Task details: Your answer must repeat all of the entries word for word, without any images.
Start of Data for the task
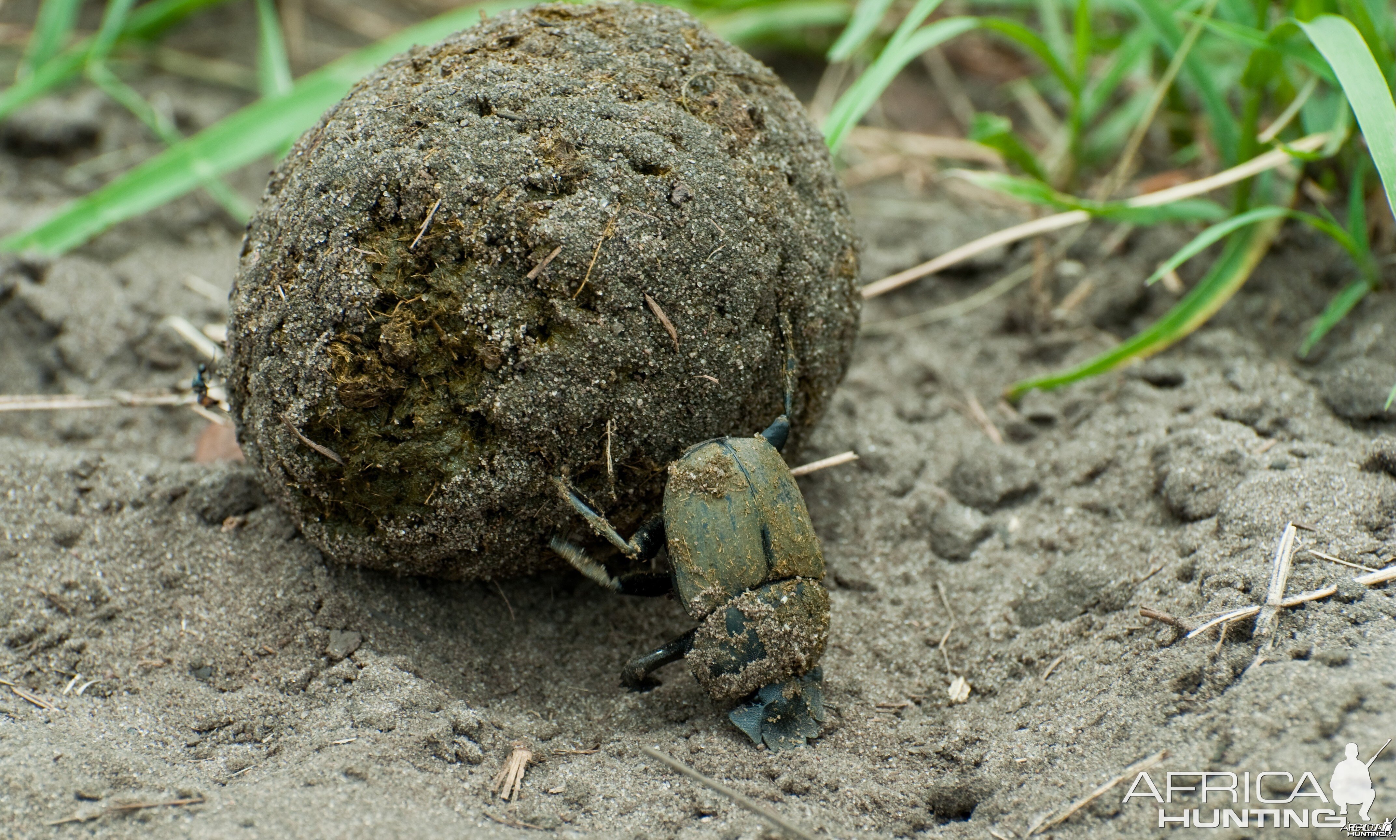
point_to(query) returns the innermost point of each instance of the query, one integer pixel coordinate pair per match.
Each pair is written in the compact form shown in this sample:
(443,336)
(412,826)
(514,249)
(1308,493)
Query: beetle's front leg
(635,674)
(647,584)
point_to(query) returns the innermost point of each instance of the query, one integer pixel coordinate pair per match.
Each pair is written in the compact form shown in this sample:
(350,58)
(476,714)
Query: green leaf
(1214,234)
(52,29)
(864,21)
(1038,47)
(1338,309)
(752,24)
(994,132)
(146,21)
(1365,89)
(1242,254)
(233,142)
(273,66)
(860,97)
(1038,192)
(1224,132)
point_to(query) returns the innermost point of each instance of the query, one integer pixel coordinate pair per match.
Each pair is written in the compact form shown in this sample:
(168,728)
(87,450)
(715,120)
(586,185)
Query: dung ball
(559,243)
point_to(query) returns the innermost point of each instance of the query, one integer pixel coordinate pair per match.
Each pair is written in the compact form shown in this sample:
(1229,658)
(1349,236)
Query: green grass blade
(1365,89)
(864,21)
(860,97)
(994,132)
(273,66)
(233,142)
(1223,122)
(752,24)
(1275,41)
(1338,309)
(1242,254)
(1048,12)
(146,21)
(1214,234)
(1038,192)
(1083,41)
(1038,47)
(52,30)
(1130,55)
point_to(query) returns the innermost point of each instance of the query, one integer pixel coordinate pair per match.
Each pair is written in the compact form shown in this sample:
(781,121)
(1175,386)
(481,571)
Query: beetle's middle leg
(635,672)
(776,433)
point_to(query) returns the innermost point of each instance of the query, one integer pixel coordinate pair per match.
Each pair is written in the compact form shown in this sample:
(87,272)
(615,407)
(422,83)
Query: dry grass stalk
(1277,583)
(666,323)
(1254,611)
(128,808)
(1164,618)
(1263,163)
(311,443)
(195,338)
(943,596)
(426,223)
(778,819)
(983,422)
(544,264)
(27,695)
(1329,558)
(1108,786)
(513,772)
(825,462)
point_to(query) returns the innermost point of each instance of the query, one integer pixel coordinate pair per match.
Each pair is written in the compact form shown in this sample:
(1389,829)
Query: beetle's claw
(783,715)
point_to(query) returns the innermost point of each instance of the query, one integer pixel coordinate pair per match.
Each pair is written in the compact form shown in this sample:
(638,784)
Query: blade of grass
(860,97)
(146,21)
(1338,309)
(1223,122)
(233,142)
(751,24)
(273,66)
(1062,220)
(1365,89)
(1125,167)
(52,30)
(1038,192)
(1242,254)
(864,21)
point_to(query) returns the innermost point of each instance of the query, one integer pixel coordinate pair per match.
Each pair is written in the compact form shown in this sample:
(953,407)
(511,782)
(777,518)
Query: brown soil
(299,698)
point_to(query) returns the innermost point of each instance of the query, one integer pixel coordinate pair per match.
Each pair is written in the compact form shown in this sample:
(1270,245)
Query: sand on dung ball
(390,304)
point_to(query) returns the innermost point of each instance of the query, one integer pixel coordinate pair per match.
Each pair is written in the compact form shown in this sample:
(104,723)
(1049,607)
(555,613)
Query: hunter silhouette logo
(1351,783)
(1282,803)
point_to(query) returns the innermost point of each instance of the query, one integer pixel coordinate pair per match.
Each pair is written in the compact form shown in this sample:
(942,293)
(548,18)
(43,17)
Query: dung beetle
(747,565)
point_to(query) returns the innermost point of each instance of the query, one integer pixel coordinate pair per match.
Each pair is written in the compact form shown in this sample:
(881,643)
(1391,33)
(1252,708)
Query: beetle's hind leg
(778,432)
(635,675)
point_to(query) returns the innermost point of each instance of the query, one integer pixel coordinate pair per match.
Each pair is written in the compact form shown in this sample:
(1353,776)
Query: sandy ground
(236,666)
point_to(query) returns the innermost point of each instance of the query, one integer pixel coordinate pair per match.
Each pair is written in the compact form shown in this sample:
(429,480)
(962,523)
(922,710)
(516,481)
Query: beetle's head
(764,636)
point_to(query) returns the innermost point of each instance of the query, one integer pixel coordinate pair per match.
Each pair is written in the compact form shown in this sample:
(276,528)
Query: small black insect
(745,562)
(201,387)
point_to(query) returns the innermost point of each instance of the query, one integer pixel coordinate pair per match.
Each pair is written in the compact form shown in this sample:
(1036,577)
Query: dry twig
(426,223)
(544,262)
(311,443)
(513,772)
(825,462)
(666,323)
(778,819)
(1108,786)
(128,808)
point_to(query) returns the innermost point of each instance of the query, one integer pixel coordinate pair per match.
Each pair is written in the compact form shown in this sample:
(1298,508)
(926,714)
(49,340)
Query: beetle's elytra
(745,563)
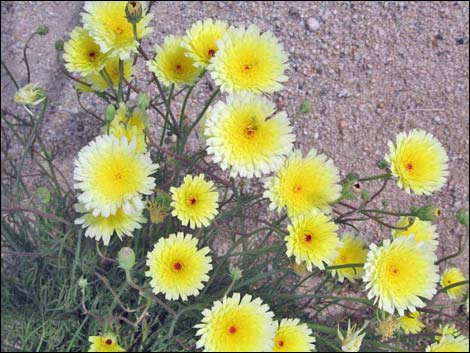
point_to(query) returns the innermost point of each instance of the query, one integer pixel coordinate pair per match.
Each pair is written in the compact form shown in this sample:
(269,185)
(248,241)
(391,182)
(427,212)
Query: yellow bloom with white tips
(201,40)
(313,239)
(109,27)
(304,183)
(177,267)
(419,162)
(352,250)
(241,138)
(82,54)
(195,201)
(236,324)
(421,230)
(400,273)
(102,228)
(172,65)
(451,276)
(292,336)
(248,60)
(411,324)
(112,175)
(107,342)
(98,83)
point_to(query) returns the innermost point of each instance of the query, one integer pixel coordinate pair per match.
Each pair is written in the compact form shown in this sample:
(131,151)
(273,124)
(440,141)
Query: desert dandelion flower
(313,239)
(241,137)
(411,324)
(399,273)
(111,175)
(105,343)
(172,65)
(451,276)
(292,336)
(304,183)
(177,267)
(109,27)
(419,162)
(82,54)
(352,250)
(421,230)
(195,201)
(237,324)
(102,228)
(201,40)
(248,60)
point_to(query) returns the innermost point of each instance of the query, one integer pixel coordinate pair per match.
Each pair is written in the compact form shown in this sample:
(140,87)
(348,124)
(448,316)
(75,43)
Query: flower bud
(134,11)
(427,213)
(126,258)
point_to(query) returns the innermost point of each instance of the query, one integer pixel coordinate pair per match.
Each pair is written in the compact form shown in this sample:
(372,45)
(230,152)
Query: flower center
(177,266)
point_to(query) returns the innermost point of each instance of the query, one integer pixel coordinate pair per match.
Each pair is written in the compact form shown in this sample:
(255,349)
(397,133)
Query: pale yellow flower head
(98,83)
(109,27)
(30,94)
(313,239)
(421,230)
(237,324)
(82,54)
(352,250)
(303,183)
(292,336)
(240,137)
(419,162)
(112,175)
(201,40)
(102,228)
(172,65)
(411,324)
(451,276)
(400,273)
(195,201)
(177,268)
(107,342)
(248,60)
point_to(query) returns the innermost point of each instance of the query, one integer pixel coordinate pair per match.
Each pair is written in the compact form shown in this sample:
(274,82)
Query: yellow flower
(82,54)
(446,330)
(291,336)
(172,65)
(98,83)
(109,27)
(451,276)
(249,61)
(195,201)
(105,343)
(241,137)
(236,325)
(112,175)
(200,40)
(418,161)
(353,339)
(304,183)
(131,125)
(411,324)
(400,273)
(100,227)
(421,230)
(450,344)
(351,251)
(312,239)
(177,268)
(30,94)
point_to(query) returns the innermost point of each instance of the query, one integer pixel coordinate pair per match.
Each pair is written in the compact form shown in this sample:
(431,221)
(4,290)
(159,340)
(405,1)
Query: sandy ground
(370,70)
End of Data for the task
Result of the task:
point_to(query) returns the innermost point of each instance of the query, one integer pixel coordinate pair per match.
Each pair is written in the compact form shown in this sample:
(443,336)
(412,826)
(514,249)
(1308,493)
Query: beetle's front leg
(635,674)
(647,584)
point_to(query) returns the innermost point of each instance of the query, one integer pixel coordinate pair per match.
Each pair is written in the compact form shown in this sample:
(350,58)
(476,714)
Query: green leaf
(1214,234)
(52,29)
(864,21)
(1038,47)
(1338,309)
(752,24)
(994,132)
(146,21)
(1365,89)
(1242,254)
(233,142)
(273,66)
(860,97)
(1038,192)
(1224,132)
point_to(query) returns the innermost point of each instance of the query, one integer pixel coordinate pair per match.
Each pair is written in the compact form shown in this sample:
(168,728)
(87,450)
(715,120)
(586,185)
Query: dung ball
(559,243)
point_to(query) returns the innermost point of each instance of the query, one integer pixel coordinate pair per match.
Each pair is written in the compact form shown in this sample:
(1229,658)
(1349,236)
Query: green grass blade
(1365,89)
(864,21)
(860,97)
(994,132)
(273,66)
(233,142)
(1223,122)
(752,24)
(1275,41)
(1338,309)
(1242,254)
(1048,12)
(146,21)
(1214,234)
(1038,192)
(1083,41)
(1038,47)
(52,30)
(1130,55)
point_to(query) returns the innermost point of each instance of the query, one integer pixel coordinate pair per match.
Each pair is written in the compact form shown in this sample:
(781,121)
(1175,386)
(481,571)
Query: beetle's middle leg
(635,672)
(776,433)
point_to(query) returns the innermost point of each instance of the query, one integer pixel coordinate pair per match.
Each pair is written in the compact form shown in this sample:
(87,272)
(615,407)
(422,83)
Query: dry grass stalk
(1277,583)
(666,323)
(1254,611)
(128,808)
(1164,618)
(1263,163)
(311,443)
(195,338)
(943,596)
(426,223)
(778,819)
(983,422)
(544,264)
(27,695)
(1329,558)
(1108,786)
(513,772)
(825,462)
point_to(query) returns the innermost point of each instance of the query, one integer pixel coordinate pair per match.
Each pair is written in the compact form shown in this sample:
(1389,829)
Query: beetle's claw
(783,715)
point_to(query) returns the innermost point of each instance of the query, one integer pixel coordinate pair per match.
Each pair is written in the compact form shown in this sample:
(638,784)
Query: blade of grass
(860,97)
(146,21)
(1338,309)
(1223,122)
(233,142)
(751,24)
(273,66)
(1062,220)
(1365,89)
(1125,167)
(52,30)
(1038,192)
(1242,254)
(864,21)
point_to(query) returns the innermost point of each instance of the query, one integer pixel coordinate pair per match.
Each pair is written in the compact form shown in this sample:
(953,407)
(511,782)
(777,518)
Query: brown soil
(299,698)
point_to(query) returns the innermost point of each instance of the query, one integer pixel coordinate pair per match.
Each pair is written in the compact form shown in this sample:
(1270,245)
Query: sand on dung ball
(390,304)
point_to(query) returns the innermost point of each instance of the query, one integer pixel coordinate pair per match.
Each pair is written in the compact form shown in this sample:
(104,723)
(1049,607)
(555,613)
Query: hunter silhouette logo
(1351,783)
(1282,803)
point_to(query) returns the innermost point of each instance of the query, one integer pixel coordinate pair per match.
Each pair is written in the compact form shown in this sample:
(942,293)
(548,18)
(43,17)
Query: dung beetle
(747,565)
point_to(query) returns the innermost point of each instance of the query, one integer pixel coordinate pair per match.
Each pair is written in the compact form shown in this sample:
(881,643)
(1391,33)
(1252,708)
Query: beetle's hind leg
(778,432)
(635,675)
point_to(query) returns the innermost point of each instance of the query, one integer pixel coordinate pair per match.
Each pair is written in the compact form shown in this sample:
(1353,776)
Query: sandy ground
(236,666)
point_to(query) returns the innermost point of each instance of the query, one integer pixel coordinate pair per match.
Each pair is written in the compact form shown in this sample:
(429,480)
(962,523)
(922,710)
(516,481)
Query: beetle's head
(764,636)
point_to(query) returns the innermost point of each instance of the query, one integer pixel coordinate pair per match.
Each pair is written in the compact form shown in this sample:
(276,528)
Query: small black insect
(745,562)
(201,387)
point_to(query) returns the innermost point of each instance of the query, one integer pixel coordinate pair per match.
Each pair is written in the compact form shown in this sample:
(1036,577)
Query: dry twig
(426,223)
(544,262)
(311,443)
(513,772)
(825,462)
(666,323)
(778,819)
(1108,786)
(128,808)
point_to(query) returns the innermost point of each instance of the query, one integer pixel coordinate pair per match.
Each pair is written in the compact form shown in this sample:
(1298,508)
(926,714)
(49,340)
Query: beetle's elytra
(745,563)
point_to(query) returns the innermost point of each instance of the query, one integer pixel coordinate pair per match.
Each pair is written in the compact form shown in this sample:
(269,185)
(248,241)
(391,182)
(427,212)
Query: yellow bloom with white tips
(201,40)
(313,239)
(109,27)
(304,183)
(177,267)
(419,162)
(352,250)
(241,138)
(82,54)
(195,201)
(236,324)
(421,230)
(400,273)
(102,228)
(172,65)
(451,276)
(292,336)
(248,60)
(411,324)
(112,175)
(107,342)
(98,83)
point_to(query) returns the innermost point of each instance of the query, one integer pixel coordinate pair per match.
Each pair is written in the compact form shown in this sample:
(131,151)
(273,124)
(440,141)
Query: desert dandelion flower
(313,239)
(241,137)
(411,324)
(399,273)
(111,175)
(105,343)
(172,65)
(451,276)
(292,336)
(304,183)
(177,267)
(109,27)
(419,162)
(82,54)
(352,250)
(421,230)
(195,201)
(237,324)
(102,228)
(201,40)
(248,60)
point_to(query) returns the innermost point of each instance of the query, one integer pixel coordinate pair per match.
Each pair is written in the compact form shown in this sample:
(140,87)
(348,124)
(448,316)
(75,43)
Query: flower bud
(134,11)
(427,213)
(126,258)
point_to(query) returns the innermost point of each instance of the query, one integer pixel coordinate pair per match.
Each pair is written in the compact form shown in this sample:
(372,45)
(230,152)
Query: flower center
(177,266)
point_to(query) returns the innermost point of each instance of the query, one integer pixel coordinate pair per match.
Each pair is written in the compact form shown in this sample:
(255,349)
(397,133)
Query: pale yellow flower head
(98,83)
(109,27)
(30,94)
(313,239)
(421,230)
(237,324)
(82,54)
(352,250)
(303,183)
(292,336)
(240,137)
(419,162)
(112,175)
(201,40)
(102,228)
(172,65)
(411,324)
(451,276)
(400,273)
(195,201)
(177,268)
(107,342)
(248,60)
point_to(query) returns the innermost point of each instance of the query, one integer pixel coordinate pair per match.
Each pair is written in the compact form shown in this sample:
(274,82)
Query: yellow flower
(82,54)
(446,330)
(291,336)
(172,65)
(98,83)
(109,27)
(451,276)
(249,61)
(195,201)
(105,343)
(241,137)
(236,325)
(112,175)
(200,40)
(418,161)
(353,339)
(304,183)
(131,125)
(411,324)
(400,273)
(100,227)
(421,230)
(450,344)
(351,251)
(312,239)
(177,268)
(30,94)
point_to(query) returns the innermost point of each instance of the query, one integer pixel coordinate pair per match.
Each pair is written in the compact form shown in this sample:
(431,221)
(4,290)
(159,340)
(405,1)
Query: sandy ground
(370,70)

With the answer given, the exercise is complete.